Set problem ▸ Please print the part of the merger press release below starting with "Southern Union Company (NYSE:SUG - News), headquartered" and going on through "information, visit www.sug.com.", word for word.

Excerpted text ▸

Energy Transfer Equity and Southern Union File Application with Missouri Public Service Commission as Step toward Completion of Merger
Press Release Source: Energy Transfer Equity, L.P. On Wednesday July 13, 2011, 6:41 pm
DALLAS & HOUSTON--(BUSINESS WIRE)-- Energy Transfer Equity, L.P. (NYSE:ETE - News) and Southern Union Company (NYSE:SUG - News) today announced they have filed a joint application with the Public Service Commission of the State of Missouri (Commission), requesting an order from the Commission authorizing SUG to take certain actions to allow ETE to acquire the equity interests of SUG, including its subsidiaries. This request pertains to the Amended and Restated Agreement and Plan of Merger dated July 4, 2011 by and between ETE and SUG, and upon approval from the Commission, will represent another positive step toward completion of the merger that is scheduled to close in the first quarter of 2012.
Energy Transfer Equity, L.P. (NYSE:ETE - News) is a publicly traded partnership, which owns the general partner and 100 percent of the incentive distribution rights (IDRs) of Energy Transfer Partners, L.P. (ETP) and approximately 50.2 million ETP limited partner units; and owns the general partner and 100 percent of the IDRs of Regency Energy Partners LP (RGNC) and approximately 26.3 million RGNC limited partner units. For more information, visit the Energy Transfer Equity, L.P. web site at www.energytransfer.com.
Southern Union Company (NYSE:SUG - News), headquartered in Houston, is one of the nation’s leading diversified natural gas companies, engaged primarily in the transportation, storage, gathering, processing and distribution of natural gas. The company owns and operates one of the nation’s largest natural gas pipeline systems with more than 20,000 miles of gathering and transportation pipelines and one of North America’s largest liquefied natural gas import terminals, along with serving more than half a million natural gas end-user customers in Missouri and Massachusetts. For further information, visit www.sug.com.
"Their point is that if you end up with ETE shares, aside from the tax issues, you are holding something of greater value that if you end up with $44 (or whatever is was) in cash and you have to go hunting for something to do with that cash that will generate value for your institution/investors."

Extracted material ▸
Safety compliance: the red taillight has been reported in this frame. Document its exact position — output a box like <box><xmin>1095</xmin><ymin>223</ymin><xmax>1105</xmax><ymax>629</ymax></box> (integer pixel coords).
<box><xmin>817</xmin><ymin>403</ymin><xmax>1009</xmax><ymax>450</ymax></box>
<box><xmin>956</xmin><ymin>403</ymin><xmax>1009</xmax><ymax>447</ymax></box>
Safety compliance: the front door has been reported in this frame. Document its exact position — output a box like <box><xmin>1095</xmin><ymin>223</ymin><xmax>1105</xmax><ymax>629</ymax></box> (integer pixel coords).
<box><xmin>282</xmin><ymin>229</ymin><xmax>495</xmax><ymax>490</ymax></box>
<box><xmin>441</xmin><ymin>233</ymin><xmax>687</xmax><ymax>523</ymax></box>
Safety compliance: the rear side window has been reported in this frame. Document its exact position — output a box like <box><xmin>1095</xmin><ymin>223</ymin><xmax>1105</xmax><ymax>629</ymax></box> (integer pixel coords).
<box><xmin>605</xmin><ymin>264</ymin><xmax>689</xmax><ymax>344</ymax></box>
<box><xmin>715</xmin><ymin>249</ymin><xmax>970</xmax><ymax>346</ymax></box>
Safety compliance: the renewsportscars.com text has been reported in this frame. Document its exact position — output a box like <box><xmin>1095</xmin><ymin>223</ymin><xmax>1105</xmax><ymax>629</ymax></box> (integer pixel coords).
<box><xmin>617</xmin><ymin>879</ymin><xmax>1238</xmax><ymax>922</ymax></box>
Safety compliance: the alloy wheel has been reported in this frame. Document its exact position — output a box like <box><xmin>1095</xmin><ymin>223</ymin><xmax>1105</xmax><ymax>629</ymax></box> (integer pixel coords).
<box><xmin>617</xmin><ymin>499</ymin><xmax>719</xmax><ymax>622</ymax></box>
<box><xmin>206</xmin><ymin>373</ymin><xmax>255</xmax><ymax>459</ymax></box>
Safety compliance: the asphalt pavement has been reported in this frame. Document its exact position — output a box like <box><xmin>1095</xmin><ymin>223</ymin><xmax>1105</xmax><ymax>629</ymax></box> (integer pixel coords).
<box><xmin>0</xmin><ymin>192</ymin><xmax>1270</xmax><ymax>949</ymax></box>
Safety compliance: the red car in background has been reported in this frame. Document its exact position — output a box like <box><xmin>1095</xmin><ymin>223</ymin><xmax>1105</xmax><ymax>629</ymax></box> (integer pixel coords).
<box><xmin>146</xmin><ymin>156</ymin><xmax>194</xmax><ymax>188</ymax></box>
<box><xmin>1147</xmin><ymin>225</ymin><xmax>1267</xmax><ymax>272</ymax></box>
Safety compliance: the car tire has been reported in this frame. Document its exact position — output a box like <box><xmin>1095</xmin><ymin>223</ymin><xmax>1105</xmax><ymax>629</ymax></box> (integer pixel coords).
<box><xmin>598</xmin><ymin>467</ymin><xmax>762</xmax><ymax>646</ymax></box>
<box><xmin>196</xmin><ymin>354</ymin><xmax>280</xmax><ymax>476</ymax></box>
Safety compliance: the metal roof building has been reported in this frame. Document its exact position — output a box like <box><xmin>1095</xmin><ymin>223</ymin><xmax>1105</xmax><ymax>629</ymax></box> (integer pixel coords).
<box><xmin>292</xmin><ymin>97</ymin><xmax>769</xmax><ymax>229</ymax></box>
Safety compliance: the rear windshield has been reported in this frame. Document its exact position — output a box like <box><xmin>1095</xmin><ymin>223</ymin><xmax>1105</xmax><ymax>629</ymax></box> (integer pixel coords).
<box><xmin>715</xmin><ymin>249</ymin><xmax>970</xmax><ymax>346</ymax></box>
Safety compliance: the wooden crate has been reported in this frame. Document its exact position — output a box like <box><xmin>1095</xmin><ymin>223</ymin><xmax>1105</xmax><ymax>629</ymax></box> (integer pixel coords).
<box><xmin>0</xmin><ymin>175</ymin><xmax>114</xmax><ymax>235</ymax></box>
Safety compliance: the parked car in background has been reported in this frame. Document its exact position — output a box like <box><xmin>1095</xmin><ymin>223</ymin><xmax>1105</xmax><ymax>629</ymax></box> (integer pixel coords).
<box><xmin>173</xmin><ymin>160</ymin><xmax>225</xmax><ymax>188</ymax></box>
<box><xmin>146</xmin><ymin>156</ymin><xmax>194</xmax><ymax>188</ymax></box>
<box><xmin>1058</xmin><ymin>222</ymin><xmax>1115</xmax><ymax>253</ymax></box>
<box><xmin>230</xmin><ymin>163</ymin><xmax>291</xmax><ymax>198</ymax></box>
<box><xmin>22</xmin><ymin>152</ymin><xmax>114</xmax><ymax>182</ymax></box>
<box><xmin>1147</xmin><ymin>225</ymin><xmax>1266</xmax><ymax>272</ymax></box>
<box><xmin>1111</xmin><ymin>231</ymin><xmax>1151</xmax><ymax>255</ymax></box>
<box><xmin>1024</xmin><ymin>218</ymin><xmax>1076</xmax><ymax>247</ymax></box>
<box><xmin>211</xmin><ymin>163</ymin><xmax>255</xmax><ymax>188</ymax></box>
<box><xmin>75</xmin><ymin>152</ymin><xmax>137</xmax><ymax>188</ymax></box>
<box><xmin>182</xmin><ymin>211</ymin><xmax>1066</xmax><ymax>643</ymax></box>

Exercise answer ▸
Southern Union Company (NYSE:SUG - News), headquartered in Houston, is one of the nation’s leading diversified natural gas companies, engaged primarily in the transportation, storage, gathering, processing and distribution of natural gas. The company owns and operates one of the nation’s largest natural gas pipeline systems with more than 20,000 miles of gathering and transportation pipelines and one of North America’s largest liquefied natural gas import terminals, along with serving more than half a million natural gas end-user customers in Missouri and Massachusetts. For further information, visit www.sug.com.